### Problem details
Line count for "logo": tally the lines of the records below that contain it, and give only that number.

### Records for processing
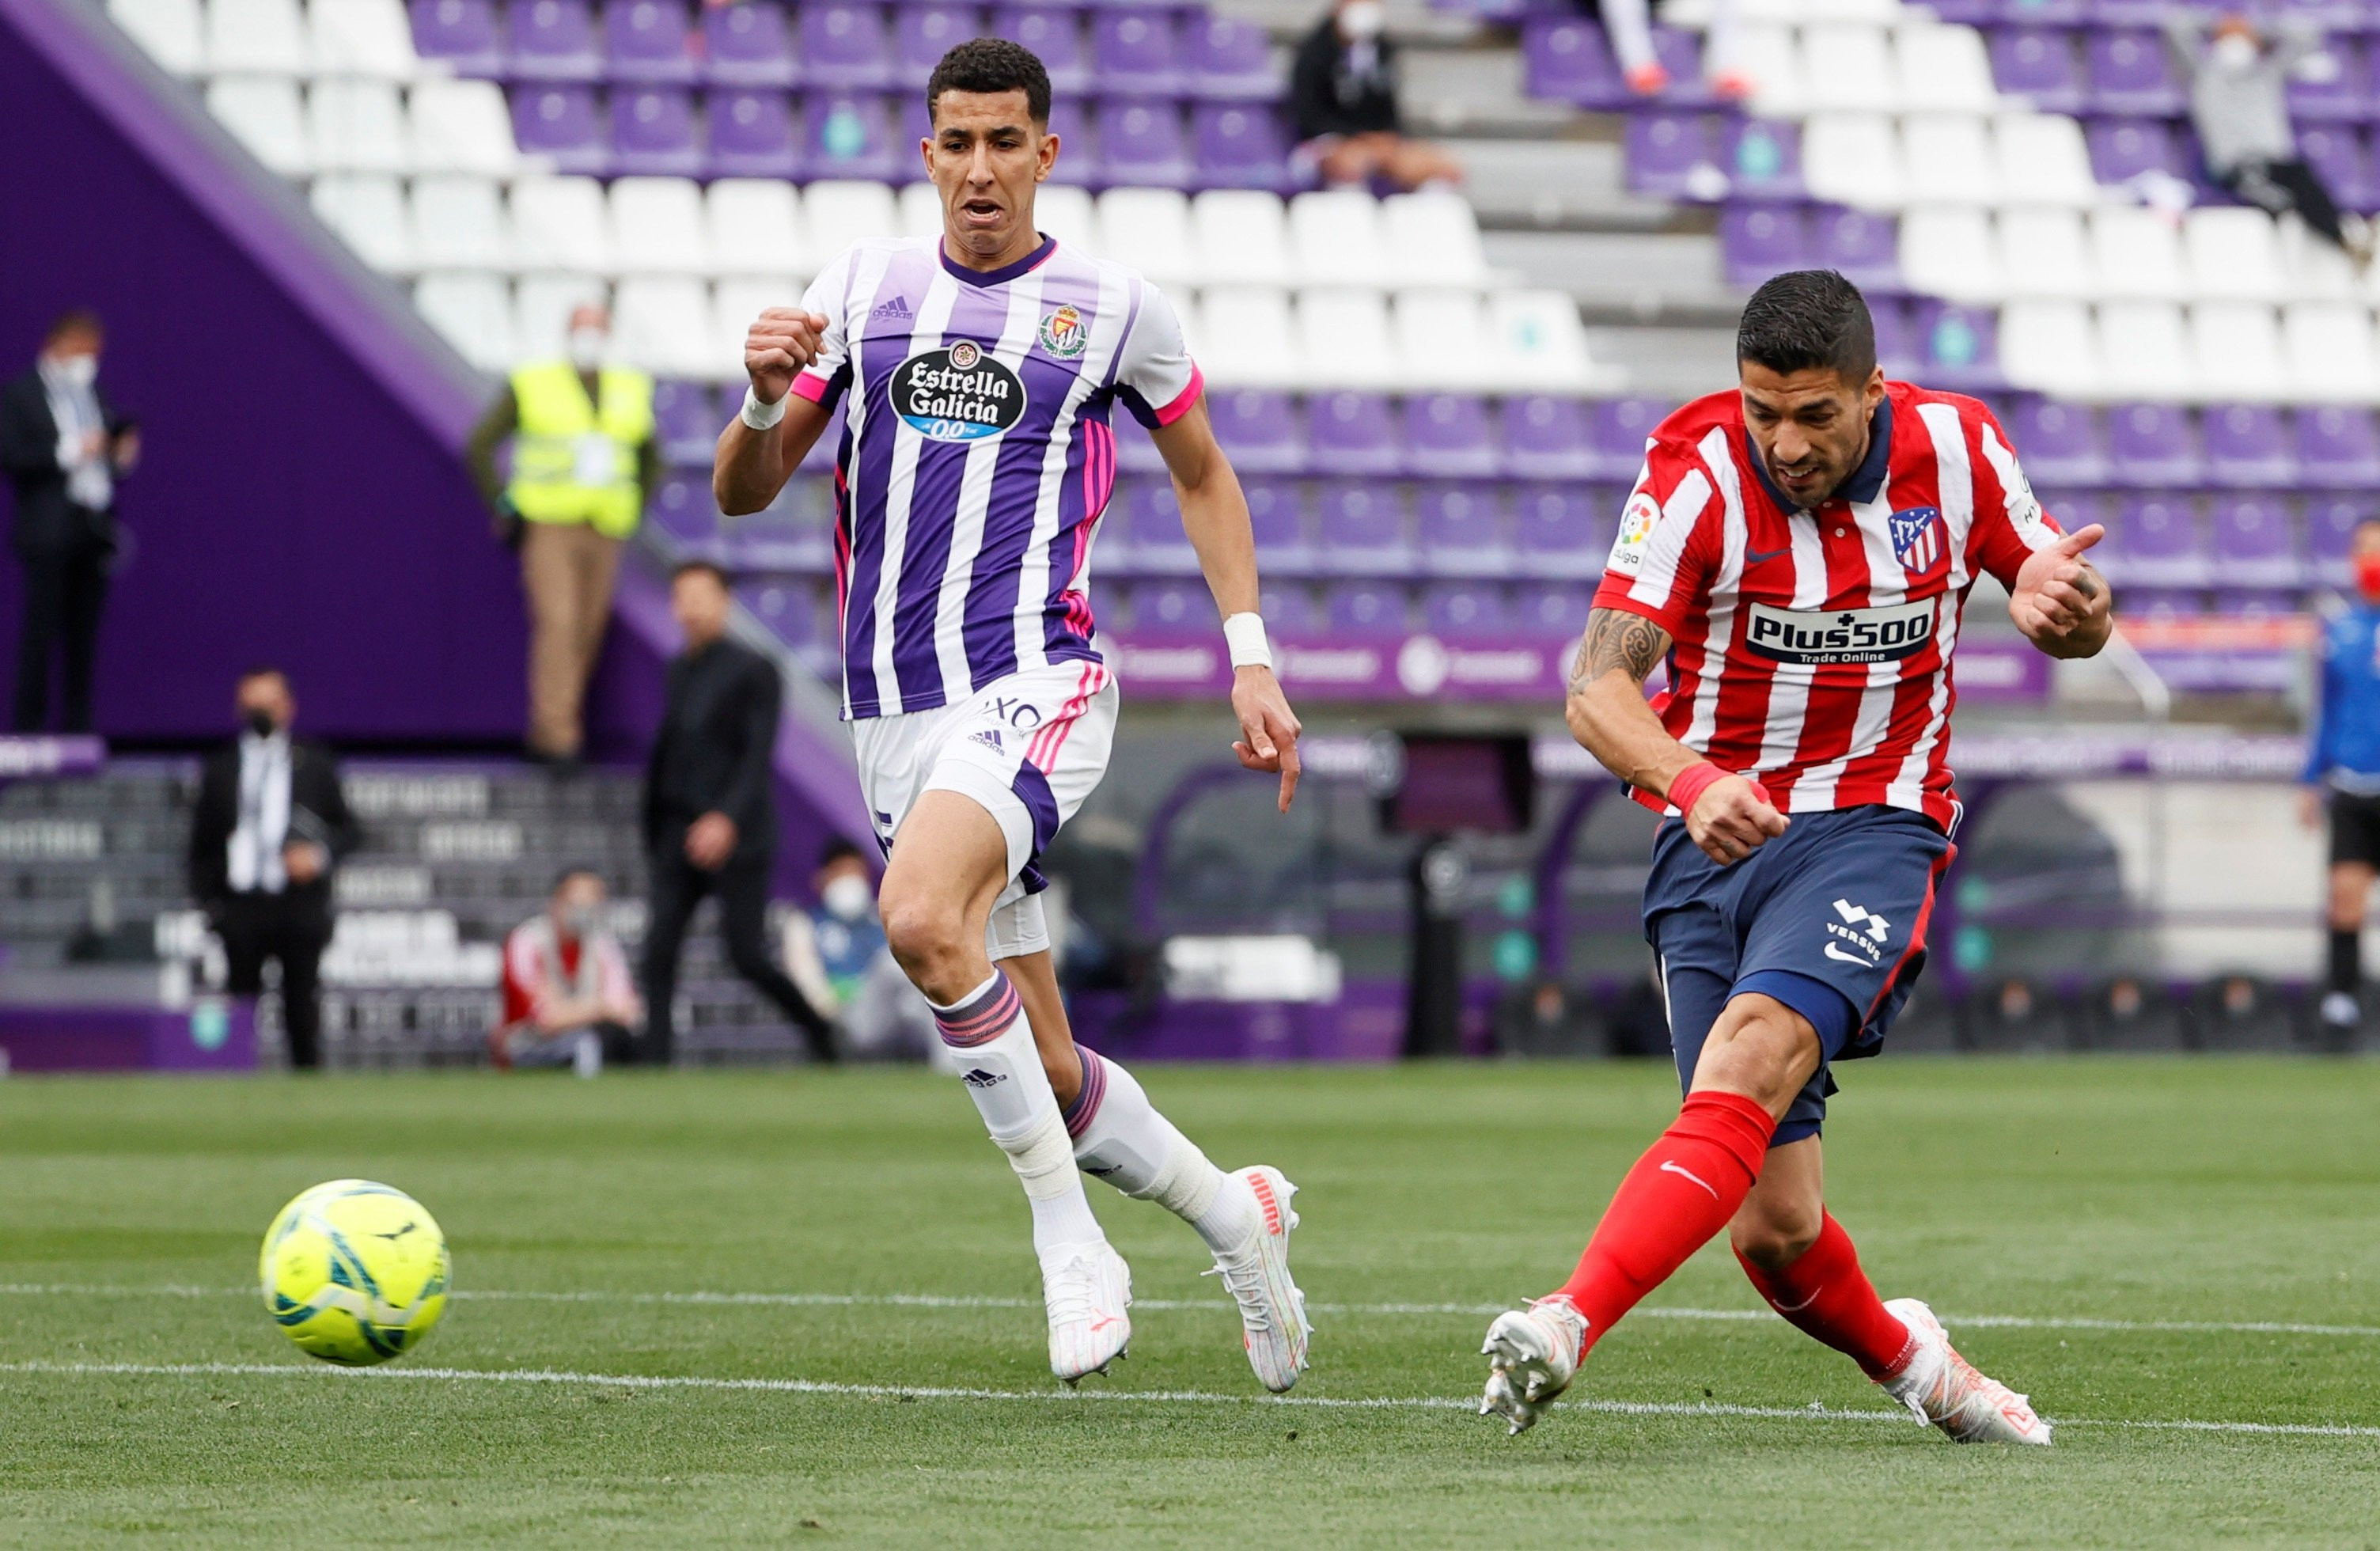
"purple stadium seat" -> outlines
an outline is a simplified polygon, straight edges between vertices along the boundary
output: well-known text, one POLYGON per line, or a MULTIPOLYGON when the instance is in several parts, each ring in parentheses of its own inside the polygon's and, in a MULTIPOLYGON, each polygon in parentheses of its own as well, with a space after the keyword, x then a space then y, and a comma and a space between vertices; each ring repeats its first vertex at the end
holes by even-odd
POLYGON ((458 76, 492 76, 504 68, 493 0, 413 0, 414 52, 444 60, 458 76))
POLYGON ((1116 467, 1126 474, 1147 475, 1153 479, 1165 479, 1165 457, 1148 432, 1129 414, 1116 415, 1109 422, 1115 429, 1116 467))
POLYGON ((2155 27, 2167 0, 2088 0, 2083 14, 2094 27, 2155 27))
POLYGON ((2135 496, 2108 530, 2108 579, 2119 588, 2156 591, 2203 588, 2215 580, 2197 514, 2173 496, 2135 496))
POLYGON ((1190 182, 1190 152, 1182 112, 1159 99, 1119 99, 1099 105, 1099 165, 1110 183, 1179 188, 1190 182))
POLYGON ((1728 201, 1719 207, 1718 246, 1727 278, 1738 285, 1810 267, 1809 223, 1799 204, 1728 201))
POLYGON ((2305 503, 2306 554, 2322 587, 2350 587, 2355 568, 2347 559, 2355 530, 2374 515, 2369 496, 2316 496, 2305 503))
MULTIPOLYGON (((658 401, 655 406, 659 407, 658 401)), ((708 474, 664 478, 652 499, 645 503, 645 515, 681 548, 709 544, 719 537, 719 507, 710 499, 708 474)))
POLYGON ((2305 557, 2289 512, 2268 495, 2229 495, 2209 514, 2215 529, 2215 574, 2230 588, 2299 588, 2305 557))
POLYGON ((565 173, 611 170, 591 86, 517 86, 513 89, 513 139, 533 156, 551 158, 565 173))
POLYGON ((2000 0, 1934 0, 1925 8, 1961 27, 1988 27, 2000 18, 2000 0))
POLYGON ((1091 79, 1119 97, 1172 96, 1186 84, 1173 21, 1163 11, 1091 13, 1091 79))
POLYGON ((2325 405, 2297 414, 2298 478, 2323 490, 2380 487, 2380 430, 2361 405, 2325 405))
POLYGON ((1516 479, 1584 479, 1586 409, 1574 398, 1530 394, 1504 401, 1504 472, 1516 479))
POLYGON ((1389 401, 1378 394, 1322 394, 1305 406, 1305 442, 1318 474, 1395 474, 1403 462, 1389 401))
POLYGON ((892 143, 883 98, 833 92, 802 100, 804 176, 891 182, 917 161, 914 148, 903 155, 892 143))
POLYGON ((2182 110, 2165 40, 2145 30, 2094 32, 2083 45, 2091 105, 2100 113, 2168 117, 2182 110))
POLYGON ((1620 62, 1603 29, 1572 18, 1537 18, 1521 30, 1521 55, 1528 92, 1582 108, 1625 108, 1636 95, 1620 74, 1620 62))
POLYGON ((702 13, 703 73, 722 86, 791 86, 794 42, 785 8, 771 0, 738 0, 702 13))
POLYGON ((2013 27, 2080 27, 2090 11, 2090 0, 2000 0, 1999 19, 2013 27))
POLYGON ((2313 60, 2301 61, 2289 76, 2289 118, 2304 125, 2309 120, 2333 123, 2361 123, 2372 115, 2372 74, 2363 57, 2363 50, 2355 40, 2336 36, 2324 40, 2323 53, 2329 55, 2332 68, 2317 73, 2325 79, 2308 79, 2306 70, 2313 60))
POLYGON ((1568 581, 1602 576, 1611 545, 1597 510, 1608 493, 1578 485, 1523 487, 1512 502, 1522 575, 1568 581))
POLYGON ((802 583, 741 582, 736 585, 735 598, 785 645, 806 646, 818 639, 818 600, 802 583))
POLYGON ((1305 503, 1297 481, 1250 479, 1241 488, 1247 492, 1248 526, 1256 534, 1257 560, 1264 574, 1311 576, 1317 563, 1314 539, 1305 531, 1305 503))
POLYGON ((1669 107, 1716 107, 1718 99, 1703 81, 1703 40, 1682 27, 1653 29, 1653 57, 1670 72, 1660 102, 1669 107))
POLYGON ((726 423, 708 382, 653 384, 653 425, 673 464, 708 467, 719 428, 726 423))
POLYGON ((1645 439, 1676 406, 1658 398, 1607 399, 1587 411, 1587 478, 1633 485, 1645 467, 1645 439))
POLYGON ((2298 460, 2289 428, 2269 405, 2210 405, 2200 418, 2206 472, 2218 485, 2270 490, 2297 483, 2298 460))
POLYGON ((794 148, 793 108, 783 91, 749 88, 713 91, 706 106, 704 117, 710 127, 709 170, 713 177, 790 178, 800 170, 801 156, 794 148))
POLYGON ((1917 330, 1923 381, 1959 391, 2000 385, 1999 314, 1988 307, 1921 301, 1917 330))
POLYGON ((1402 576, 1418 563, 1392 485, 1368 479, 1324 485, 1316 498, 1315 531, 1323 569, 1340 576, 1402 576))
POLYGON ((1631 114, 1628 187, 1640 194, 1676 199, 1698 181, 1696 168, 1717 164, 1718 149, 1707 114, 1631 114))
POLYGON ((813 576, 832 570, 834 541, 815 503, 818 483, 794 480, 766 511, 722 523, 722 558, 728 567, 813 576))
POLYGON ((2190 416, 2170 404, 2119 404, 2108 410, 2107 453, 2111 482, 2135 490, 2180 489, 2206 477, 2190 416))
MULTIPOLYGON (((523 0, 505 18, 504 67, 523 80, 593 80, 603 73, 586 0, 523 0)), ((524 147, 523 149, 527 149, 524 147)))
POLYGON ((1504 589, 1477 582, 1432 582, 1421 591, 1421 627, 1453 640, 1479 640, 1512 633, 1512 606, 1504 589))
POLYGON ((692 177, 702 170, 694 98, 674 86, 614 87, 612 165, 616 172, 692 177))
POLYGON ((1908 382, 1918 375, 1917 329, 1909 308, 1897 297, 1876 297, 1867 304, 1876 323, 1876 364, 1887 377, 1908 382))
POLYGON ((1512 599, 1512 627, 1548 641, 1575 641, 1586 633, 1595 589, 1573 582, 1532 582, 1512 599))
POLYGON ((892 84, 892 49, 884 13, 844 0, 801 7, 794 63, 802 79, 829 91, 876 91, 892 84))
POLYGON ((1150 636, 1212 631, 1214 597, 1197 582, 1142 582, 1132 589, 1132 627, 1150 636))
POLYGON ((2193 158, 2162 119, 2095 119, 2083 133, 2091 146, 2091 170, 2102 183, 2123 183, 2143 173, 2180 178, 2192 174, 2193 158))
POLYGON ((603 73, 613 80, 694 79, 686 7, 678 0, 613 0, 604 6, 603 73))
POLYGON ((903 6, 892 13, 892 75, 904 91, 925 89, 942 55, 983 31, 973 6, 903 6))
POLYGON ((1424 485, 1415 504, 1424 572, 1501 576, 1512 569, 1512 546, 1504 535, 1504 513, 1493 485, 1424 485))
POLYGON ((2342 208, 2368 211, 2380 204, 2362 130, 2351 124, 2302 124, 2297 136, 2298 154, 2322 175, 2331 198, 2342 208))
POLYGON ((1109 515, 1099 520, 1100 537, 1111 537, 1107 527, 1120 516, 1124 519, 1123 531, 1113 537, 1125 540, 1123 548, 1132 557, 1134 570, 1161 576, 1196 576, 1198 551, 1190 547, 1190 537, 1182 529, 1182 507, 1174 500, 1172 481, 1135 479, 1122 496, 1109 503, 1109 515))
POLYGON ((1728 186, 1736 199, 1798 200, 1802 185, 1802 127, 1768 118, 1730 118, 1720 133, 1728 186))
POLYGON ((1405 400, 1405 468, 1446 479, 1486 479, 1501 460, 1488 430, 1488 406, 1469 394, 1416 394, 1405 400))
POLYGON ((1190 110, 1190 139, 1197 150, 1202 188, 1266 188, 1286 194, 1298 186, 1281 115, 1269 104, 1200 103, 1190 110))
POLYGON ((1315 602, 1314 589, 1303 582, 1275 582, 1268 572, 1263 590, 1257 594, 1257 607, 1264 611, 1265 627, 1276 637, 1311 640, 1322 634, 1322 606, 1315 602))
POLYGON ((1305 472, 1305 441, 1298 434, 1287 394, 1269 388, 1211 389, 1207 413, 1215 422, 1215 439, 1241 473, 1305 472))
POLYGON ((1003 6, 991 13, 991 35, 1023 43, 1041 56, 1050 88, 1062 97, 1091 84, 1077 13, 1064 6, 1003 6))
POLYGON ((1405 589, 1393 582, 1341 582, 1330 589, 1325 614, 1334 635, 1378 638, 1408 628, 1405 589))
POLYGON ((2004 27, 1992 34, 1992 76, 2002 91, 2043 113, 2082 109, 2082 63, 2062 27, 2004 27))
POLYGON ((1104 181, 1099 139, 1091 133, 1091 116, 1080 98, 1061 97, 1050 104, 1050 133, 1058 139, 1058 164, 1050 170, 1050 182, 1079 187, 1104 181))
POLYGON ((1872 211, 1835 205, 1815 209, 1810 240, 1820 268, 1840 270, 1844 279, 1871 290, 1900 288, 1899 223, 1872 211))
POLYGON ((1215 102, 1269 103, 1281 95, 1272 67, 1272 45, 1264 29, 1236 17, 1200 15, 1185 21, 1190 79, 1199 96, 1215 102))
POLYGON ((2090 489, 2107 482, 2107 449, 2099 419, 2080 404, 2028 394, 2005 422, 2010 442, 2038 485, 2052 490, 2090 489))

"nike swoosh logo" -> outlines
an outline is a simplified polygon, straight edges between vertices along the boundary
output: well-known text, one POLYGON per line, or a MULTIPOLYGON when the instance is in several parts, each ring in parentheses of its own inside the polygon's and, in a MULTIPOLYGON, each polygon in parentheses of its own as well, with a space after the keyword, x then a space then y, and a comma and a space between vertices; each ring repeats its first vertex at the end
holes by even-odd
POLYGON ((1775 1309, 1779 1314, 1800 1314, 1803 1309, 1806 1309, 1811 1304, 1816 1303, 1818 1301, 1818 1294, 1826 1290, 1827 1290, 1824 1286, 1814 1288, 1811 1290, 1810 1295, 1807 1298, 1803 1299, 1798 1303, 1780 1303, 1774 1298, 1771 1298, 1768 1301, 1768 1306, 1775 1309))
POLYGON ((1746 550, 1743 551, 1743 563, 1746 565, 1757 565, 1764 560, 1775 560, 1779 555, 1792 552, 1793 546, 1791 544, 1781 550, 1746 550))
POLYGON ((1718 1199, 1718 1192, 1711 1190, 1710 1181, 1701 1178, 1691 1169, 1681 1169, 1676 1164, 1664 1159, 1661 1164, 1661 1172, 1664 1174, 1682 1175, 1684 1178, 1692 1180, 1694 1183, 1702 1186, 1703 1189, 1710 1190, 1710 1198, 1712 1200, 1716 1201, 1718 1199))
POLYGON ((1872 960, 1863 959, 1857 953, 1846 953, 1831 942, 1827 944, 1827 957, 1830 959, 1840 959, 1847 964, 1857 964, 1862 969, 1874 969, 1876 967, 1876 964, 1872 960))

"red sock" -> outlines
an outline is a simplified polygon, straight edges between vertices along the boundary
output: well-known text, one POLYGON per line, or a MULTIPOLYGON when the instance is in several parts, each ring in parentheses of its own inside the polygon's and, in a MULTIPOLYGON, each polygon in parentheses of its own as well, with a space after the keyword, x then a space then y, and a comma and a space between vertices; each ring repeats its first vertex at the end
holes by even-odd
POLYGON ((1586 1317, 1589 1346, 1727 1225, 1760 1177, 1777 1122, 1732 1093, 1694 1093, 1620 1181, 1559 1295, 1586 1317))
POLYGON ((1876 1295, 1860 1269, 1852 1236, 1832 1212, 1818 1230, 1818 1242, 1781 1271, 1755 1266, 1740 1254, 1735 1258, 1770 1308, 1803 1334, 1850 1357, 1868 1377, 1883 1378, 1907 1358, 1914 1339, 1909 1327, 1876 1295))

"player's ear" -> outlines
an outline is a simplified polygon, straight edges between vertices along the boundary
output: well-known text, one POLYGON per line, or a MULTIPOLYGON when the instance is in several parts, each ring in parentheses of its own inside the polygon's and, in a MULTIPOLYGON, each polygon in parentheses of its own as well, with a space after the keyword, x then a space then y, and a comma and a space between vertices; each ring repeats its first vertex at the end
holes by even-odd
POLYGON ((1050 127, 1046 124, 1038 127, 1041 132, 1041 143, 1034 147, 1036 164, 1033 168, 1033 181, 1036 183, 1047 179, 1050 169, 1058 164, 1058 137, 1050 132, 1050 127))

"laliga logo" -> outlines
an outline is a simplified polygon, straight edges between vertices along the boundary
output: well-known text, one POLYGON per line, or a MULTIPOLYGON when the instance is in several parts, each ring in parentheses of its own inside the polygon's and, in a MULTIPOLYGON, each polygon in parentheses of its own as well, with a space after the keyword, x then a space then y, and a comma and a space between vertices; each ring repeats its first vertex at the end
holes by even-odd
POLYGON ((1397 653, 1397 682, 1408 695, 1437 694, 1453 671, 1453 660, 1435 636, 1415 636, 1397 653))

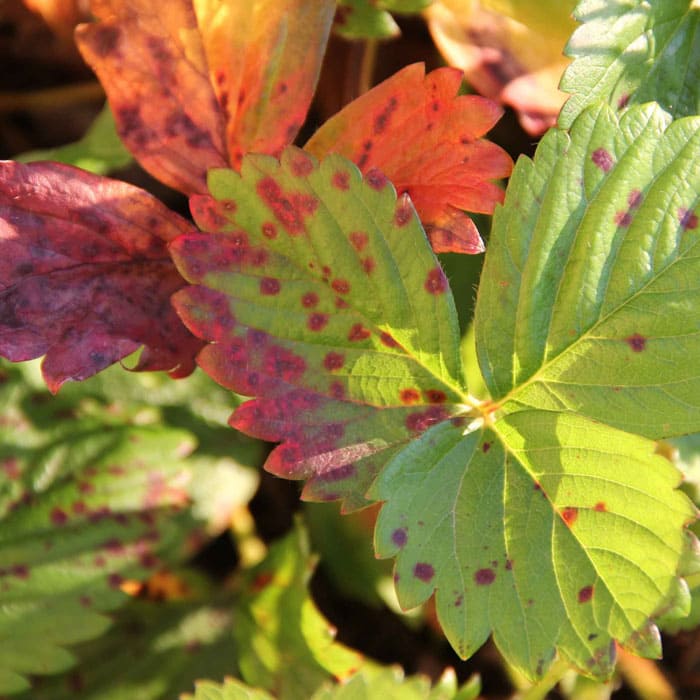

### Exercise answer
2